-- Start of Input data --

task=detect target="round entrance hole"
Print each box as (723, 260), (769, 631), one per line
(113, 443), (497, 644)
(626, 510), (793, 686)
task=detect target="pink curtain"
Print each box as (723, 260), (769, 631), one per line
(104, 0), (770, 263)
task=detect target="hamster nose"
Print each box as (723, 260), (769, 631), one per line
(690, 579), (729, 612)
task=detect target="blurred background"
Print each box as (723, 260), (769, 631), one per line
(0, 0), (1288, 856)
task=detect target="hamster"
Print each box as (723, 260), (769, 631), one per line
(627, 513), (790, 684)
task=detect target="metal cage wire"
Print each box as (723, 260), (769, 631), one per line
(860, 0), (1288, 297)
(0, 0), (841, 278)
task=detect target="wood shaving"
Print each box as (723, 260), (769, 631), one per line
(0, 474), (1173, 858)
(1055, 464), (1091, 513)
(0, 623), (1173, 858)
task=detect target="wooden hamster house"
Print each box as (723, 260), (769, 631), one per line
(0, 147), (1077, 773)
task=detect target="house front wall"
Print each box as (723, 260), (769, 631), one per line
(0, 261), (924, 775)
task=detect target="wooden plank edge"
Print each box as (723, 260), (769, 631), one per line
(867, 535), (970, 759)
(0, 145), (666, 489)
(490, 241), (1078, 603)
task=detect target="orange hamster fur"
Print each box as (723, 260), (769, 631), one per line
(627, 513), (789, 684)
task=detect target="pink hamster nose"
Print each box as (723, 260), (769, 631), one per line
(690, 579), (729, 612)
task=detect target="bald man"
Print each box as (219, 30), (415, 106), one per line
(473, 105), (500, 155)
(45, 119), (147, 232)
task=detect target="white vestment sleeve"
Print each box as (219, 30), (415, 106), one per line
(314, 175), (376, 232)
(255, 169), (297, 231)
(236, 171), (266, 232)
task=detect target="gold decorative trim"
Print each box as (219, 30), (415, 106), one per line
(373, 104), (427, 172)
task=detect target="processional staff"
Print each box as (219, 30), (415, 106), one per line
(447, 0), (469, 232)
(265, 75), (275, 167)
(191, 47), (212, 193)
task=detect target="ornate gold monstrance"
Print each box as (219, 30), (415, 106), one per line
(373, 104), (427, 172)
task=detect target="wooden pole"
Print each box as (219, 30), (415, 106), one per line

-- End of Input data --

How many lines in the data above contain the string "pink"? Case counts, and the reply should be the number alone.

Written answer: 2